THE RECORDS —
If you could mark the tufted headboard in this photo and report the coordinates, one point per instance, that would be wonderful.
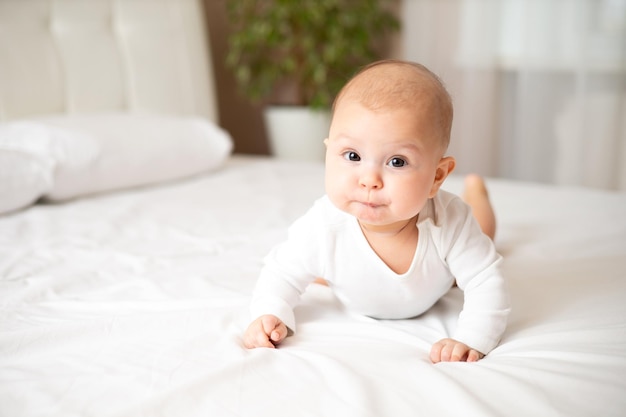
(76, 56)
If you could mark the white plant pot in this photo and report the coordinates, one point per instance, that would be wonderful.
(297, 133)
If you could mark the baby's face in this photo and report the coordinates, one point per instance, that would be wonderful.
(381, 166)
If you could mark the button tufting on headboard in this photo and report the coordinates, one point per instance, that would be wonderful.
(68, 56)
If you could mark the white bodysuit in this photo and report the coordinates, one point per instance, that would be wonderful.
(328, 243)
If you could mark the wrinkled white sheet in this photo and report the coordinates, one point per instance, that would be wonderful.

TO BE DONE — Lay out all of the lines above as a numbered list, skipping any blank lines and leaving the pictures out.

ANSWER TO THIS EXERCISE —
1. If you could mark the tufted headboard in this photo and report the coordinates, one point per instance, that would be wonderful.
2. (76, 56)
3. If you could mark the white plant pot in this photo and report the coordinates, one point per instance, that would be wonderful.
4. (297, 133)
5. If you could mark the baby's face in this photo and report the coordinates, one point per instance, that would be wonderful.
6. (381, 166)
7. If you could mark the button tufting on headboard in this photo and report the coordinates, one point per instance, that would be wonderful.
8. (68, 56)
9. If you could mark the white bodysuit in this photo and report the coordinates, one point per instance, that would be wonderful.
10. (328, 243)
11. If you could mark the wrinkled white sheet in this photo and report the coordinates, one point per instance, that would be wonderful.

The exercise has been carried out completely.